### Exercise task
Report each line of the entries below that contains the string "brick", copying every such line in full.

══════════

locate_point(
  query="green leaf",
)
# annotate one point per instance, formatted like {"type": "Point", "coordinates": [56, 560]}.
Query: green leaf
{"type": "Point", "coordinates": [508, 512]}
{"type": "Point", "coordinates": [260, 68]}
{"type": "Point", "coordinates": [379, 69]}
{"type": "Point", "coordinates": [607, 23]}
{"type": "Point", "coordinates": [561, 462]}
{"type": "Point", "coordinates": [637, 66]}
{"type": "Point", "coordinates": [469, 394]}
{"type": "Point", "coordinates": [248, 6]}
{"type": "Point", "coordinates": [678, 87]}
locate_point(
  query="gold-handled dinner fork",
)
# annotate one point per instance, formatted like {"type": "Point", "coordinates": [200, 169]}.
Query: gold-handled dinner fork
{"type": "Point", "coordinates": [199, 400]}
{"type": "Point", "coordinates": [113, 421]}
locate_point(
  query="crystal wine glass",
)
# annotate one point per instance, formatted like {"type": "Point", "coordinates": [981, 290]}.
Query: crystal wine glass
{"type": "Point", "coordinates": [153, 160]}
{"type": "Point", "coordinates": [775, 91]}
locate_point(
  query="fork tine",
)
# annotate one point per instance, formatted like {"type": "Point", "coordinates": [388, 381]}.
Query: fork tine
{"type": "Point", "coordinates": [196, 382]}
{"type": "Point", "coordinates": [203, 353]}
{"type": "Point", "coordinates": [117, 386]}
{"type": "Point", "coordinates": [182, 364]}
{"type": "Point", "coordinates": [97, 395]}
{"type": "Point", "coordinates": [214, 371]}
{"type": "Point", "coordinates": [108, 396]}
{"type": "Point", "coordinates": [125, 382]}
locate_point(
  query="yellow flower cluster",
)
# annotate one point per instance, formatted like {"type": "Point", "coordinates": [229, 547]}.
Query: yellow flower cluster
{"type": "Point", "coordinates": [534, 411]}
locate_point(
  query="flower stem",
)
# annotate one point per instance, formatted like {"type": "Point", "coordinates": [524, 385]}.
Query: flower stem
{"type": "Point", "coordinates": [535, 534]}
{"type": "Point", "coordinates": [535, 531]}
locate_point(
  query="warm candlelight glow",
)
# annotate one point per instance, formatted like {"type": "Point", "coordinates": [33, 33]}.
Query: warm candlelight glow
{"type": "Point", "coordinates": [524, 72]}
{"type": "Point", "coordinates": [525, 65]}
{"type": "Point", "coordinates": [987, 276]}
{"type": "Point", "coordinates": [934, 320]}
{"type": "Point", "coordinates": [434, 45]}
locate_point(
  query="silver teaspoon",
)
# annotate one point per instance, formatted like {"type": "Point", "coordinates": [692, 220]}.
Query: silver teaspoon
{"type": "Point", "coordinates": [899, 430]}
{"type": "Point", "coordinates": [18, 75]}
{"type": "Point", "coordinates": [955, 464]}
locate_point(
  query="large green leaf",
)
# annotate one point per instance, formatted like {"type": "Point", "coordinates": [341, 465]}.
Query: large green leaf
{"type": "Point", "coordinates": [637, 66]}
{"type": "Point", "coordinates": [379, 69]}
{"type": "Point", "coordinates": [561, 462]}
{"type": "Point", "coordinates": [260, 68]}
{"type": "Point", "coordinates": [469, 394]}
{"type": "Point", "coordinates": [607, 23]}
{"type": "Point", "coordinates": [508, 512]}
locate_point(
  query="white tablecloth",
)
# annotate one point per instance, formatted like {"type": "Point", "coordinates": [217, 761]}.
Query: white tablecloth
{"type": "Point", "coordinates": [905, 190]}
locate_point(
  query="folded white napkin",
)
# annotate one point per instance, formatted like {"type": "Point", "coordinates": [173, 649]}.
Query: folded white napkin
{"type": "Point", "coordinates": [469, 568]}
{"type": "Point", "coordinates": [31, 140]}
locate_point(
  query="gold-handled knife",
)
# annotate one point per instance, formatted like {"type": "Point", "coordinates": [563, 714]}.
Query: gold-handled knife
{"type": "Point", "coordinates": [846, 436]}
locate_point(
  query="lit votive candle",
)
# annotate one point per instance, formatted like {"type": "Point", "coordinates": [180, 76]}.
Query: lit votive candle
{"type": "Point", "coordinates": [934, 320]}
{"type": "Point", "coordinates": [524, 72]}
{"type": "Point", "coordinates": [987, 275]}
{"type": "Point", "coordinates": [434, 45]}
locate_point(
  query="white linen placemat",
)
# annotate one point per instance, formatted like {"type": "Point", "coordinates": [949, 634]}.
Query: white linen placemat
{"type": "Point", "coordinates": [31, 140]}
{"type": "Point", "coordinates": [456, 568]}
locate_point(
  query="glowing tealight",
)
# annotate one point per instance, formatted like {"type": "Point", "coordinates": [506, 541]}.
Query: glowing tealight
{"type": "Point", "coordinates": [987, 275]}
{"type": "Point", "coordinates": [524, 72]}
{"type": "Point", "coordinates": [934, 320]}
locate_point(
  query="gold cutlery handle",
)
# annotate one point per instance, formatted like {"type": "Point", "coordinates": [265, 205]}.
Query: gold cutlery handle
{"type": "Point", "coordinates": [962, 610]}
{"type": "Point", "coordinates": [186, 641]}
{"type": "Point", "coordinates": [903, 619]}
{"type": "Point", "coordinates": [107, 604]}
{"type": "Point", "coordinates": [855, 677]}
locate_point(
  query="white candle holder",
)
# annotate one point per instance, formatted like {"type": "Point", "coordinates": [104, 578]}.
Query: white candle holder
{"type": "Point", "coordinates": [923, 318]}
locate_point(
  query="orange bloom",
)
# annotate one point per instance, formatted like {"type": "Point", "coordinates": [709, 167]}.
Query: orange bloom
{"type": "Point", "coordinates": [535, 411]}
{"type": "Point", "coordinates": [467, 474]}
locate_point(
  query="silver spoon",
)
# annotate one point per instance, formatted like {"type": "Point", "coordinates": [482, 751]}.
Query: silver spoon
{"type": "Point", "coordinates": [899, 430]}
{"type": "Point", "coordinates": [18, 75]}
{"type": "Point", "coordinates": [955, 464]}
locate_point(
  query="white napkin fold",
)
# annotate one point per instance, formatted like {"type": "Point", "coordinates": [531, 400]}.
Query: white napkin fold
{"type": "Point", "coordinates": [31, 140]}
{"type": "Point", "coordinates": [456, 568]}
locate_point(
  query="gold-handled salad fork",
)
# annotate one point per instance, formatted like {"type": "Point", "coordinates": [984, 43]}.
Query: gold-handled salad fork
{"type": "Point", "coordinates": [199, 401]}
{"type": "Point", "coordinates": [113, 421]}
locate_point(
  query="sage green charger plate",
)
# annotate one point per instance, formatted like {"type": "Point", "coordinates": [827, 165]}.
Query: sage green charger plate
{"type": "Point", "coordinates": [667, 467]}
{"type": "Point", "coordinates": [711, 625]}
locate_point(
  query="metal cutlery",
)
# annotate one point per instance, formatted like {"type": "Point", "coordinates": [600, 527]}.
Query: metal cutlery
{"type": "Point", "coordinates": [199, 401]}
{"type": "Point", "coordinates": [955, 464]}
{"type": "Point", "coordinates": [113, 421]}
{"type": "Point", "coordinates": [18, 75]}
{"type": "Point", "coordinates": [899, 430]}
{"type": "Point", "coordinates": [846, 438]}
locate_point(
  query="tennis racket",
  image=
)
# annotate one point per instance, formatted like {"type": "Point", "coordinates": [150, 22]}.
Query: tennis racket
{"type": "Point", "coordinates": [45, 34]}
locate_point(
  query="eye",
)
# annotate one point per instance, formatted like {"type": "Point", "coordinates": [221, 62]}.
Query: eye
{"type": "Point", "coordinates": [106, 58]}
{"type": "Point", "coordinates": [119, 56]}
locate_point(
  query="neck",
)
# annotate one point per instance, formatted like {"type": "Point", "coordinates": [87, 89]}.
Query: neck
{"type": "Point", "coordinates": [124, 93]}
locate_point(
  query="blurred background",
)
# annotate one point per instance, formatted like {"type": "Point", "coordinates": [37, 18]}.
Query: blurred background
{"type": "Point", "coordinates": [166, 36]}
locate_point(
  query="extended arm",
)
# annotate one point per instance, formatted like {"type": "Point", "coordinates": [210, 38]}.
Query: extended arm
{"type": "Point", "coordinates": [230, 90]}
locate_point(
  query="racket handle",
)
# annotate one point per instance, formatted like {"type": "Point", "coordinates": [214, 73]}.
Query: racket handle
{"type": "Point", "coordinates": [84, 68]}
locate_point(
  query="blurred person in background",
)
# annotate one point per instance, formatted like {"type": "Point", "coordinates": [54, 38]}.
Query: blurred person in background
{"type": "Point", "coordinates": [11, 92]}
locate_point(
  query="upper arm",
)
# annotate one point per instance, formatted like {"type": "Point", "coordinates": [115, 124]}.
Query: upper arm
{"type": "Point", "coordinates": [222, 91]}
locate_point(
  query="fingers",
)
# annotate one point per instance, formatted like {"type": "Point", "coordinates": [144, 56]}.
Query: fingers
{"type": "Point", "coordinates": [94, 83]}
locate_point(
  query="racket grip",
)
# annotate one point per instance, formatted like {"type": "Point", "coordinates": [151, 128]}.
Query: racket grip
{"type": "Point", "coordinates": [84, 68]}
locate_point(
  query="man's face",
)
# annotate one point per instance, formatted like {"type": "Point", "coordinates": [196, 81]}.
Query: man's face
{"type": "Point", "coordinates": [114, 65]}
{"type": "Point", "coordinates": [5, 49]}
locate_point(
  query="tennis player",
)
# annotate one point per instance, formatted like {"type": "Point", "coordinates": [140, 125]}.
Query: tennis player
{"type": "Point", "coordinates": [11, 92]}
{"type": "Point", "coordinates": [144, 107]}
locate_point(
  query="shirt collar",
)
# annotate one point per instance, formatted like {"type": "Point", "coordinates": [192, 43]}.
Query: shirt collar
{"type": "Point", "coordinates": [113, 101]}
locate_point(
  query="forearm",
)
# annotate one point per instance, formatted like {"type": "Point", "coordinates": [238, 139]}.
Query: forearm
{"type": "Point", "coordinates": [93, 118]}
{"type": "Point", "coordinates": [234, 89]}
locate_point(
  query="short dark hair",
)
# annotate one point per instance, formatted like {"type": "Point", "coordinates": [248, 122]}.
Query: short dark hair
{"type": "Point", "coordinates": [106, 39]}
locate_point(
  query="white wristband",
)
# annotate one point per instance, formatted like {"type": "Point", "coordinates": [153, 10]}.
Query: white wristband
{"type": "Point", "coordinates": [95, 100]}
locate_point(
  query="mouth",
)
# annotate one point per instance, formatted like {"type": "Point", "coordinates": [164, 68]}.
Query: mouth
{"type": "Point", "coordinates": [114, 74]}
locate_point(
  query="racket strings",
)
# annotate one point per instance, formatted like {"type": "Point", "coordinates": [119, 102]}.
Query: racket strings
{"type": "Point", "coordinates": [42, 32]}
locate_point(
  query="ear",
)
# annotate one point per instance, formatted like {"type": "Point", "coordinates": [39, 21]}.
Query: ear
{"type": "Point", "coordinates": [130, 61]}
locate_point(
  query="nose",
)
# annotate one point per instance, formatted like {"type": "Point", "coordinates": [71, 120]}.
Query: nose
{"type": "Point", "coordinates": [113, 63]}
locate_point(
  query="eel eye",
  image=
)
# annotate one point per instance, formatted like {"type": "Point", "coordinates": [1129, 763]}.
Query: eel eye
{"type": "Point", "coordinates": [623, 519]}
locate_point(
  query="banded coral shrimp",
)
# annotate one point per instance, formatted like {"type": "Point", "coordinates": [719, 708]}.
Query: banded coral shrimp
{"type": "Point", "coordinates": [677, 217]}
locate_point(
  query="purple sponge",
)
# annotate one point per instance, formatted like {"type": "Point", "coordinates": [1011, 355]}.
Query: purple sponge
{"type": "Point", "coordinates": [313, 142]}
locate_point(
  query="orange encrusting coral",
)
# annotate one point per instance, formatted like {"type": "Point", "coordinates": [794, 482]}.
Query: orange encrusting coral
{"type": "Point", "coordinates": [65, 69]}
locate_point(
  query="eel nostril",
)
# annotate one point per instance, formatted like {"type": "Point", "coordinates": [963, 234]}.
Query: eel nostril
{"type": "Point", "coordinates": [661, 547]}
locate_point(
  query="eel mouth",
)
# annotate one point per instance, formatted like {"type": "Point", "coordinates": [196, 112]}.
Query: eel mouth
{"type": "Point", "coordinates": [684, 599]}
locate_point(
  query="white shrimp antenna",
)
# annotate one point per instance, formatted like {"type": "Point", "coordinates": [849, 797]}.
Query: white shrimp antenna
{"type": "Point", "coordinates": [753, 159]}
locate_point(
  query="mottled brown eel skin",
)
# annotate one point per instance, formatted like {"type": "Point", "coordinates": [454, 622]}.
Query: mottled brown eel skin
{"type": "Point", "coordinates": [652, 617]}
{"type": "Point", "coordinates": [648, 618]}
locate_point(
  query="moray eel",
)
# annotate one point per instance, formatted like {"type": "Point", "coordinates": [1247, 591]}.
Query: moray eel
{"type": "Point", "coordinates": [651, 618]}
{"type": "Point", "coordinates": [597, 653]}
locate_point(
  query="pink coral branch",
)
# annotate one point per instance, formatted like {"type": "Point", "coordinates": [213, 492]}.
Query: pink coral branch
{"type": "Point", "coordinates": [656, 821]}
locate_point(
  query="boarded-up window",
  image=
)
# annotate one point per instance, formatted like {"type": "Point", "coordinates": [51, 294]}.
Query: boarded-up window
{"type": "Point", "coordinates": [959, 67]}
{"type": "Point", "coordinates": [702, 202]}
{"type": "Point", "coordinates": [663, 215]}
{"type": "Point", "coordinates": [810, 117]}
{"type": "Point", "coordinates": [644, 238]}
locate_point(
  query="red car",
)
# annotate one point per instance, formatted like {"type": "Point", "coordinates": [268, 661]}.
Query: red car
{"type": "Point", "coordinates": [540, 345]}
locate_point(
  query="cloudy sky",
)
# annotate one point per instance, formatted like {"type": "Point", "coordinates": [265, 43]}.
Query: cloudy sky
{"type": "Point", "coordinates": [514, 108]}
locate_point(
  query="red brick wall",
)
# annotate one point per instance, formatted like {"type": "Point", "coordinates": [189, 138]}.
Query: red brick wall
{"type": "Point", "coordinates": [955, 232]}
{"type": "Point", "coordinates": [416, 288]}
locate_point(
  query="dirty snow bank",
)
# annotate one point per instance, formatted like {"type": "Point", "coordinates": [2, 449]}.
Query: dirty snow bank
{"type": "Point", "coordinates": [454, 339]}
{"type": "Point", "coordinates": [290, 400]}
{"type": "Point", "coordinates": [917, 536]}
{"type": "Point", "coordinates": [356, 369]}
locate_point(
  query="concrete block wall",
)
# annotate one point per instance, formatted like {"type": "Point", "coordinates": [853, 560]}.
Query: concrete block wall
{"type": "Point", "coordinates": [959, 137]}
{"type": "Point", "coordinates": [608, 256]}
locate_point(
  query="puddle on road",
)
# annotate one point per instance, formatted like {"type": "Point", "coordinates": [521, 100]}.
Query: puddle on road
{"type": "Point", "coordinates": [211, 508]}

══════════

### Exercise result
  query="red brick wall",
Query: red brick wall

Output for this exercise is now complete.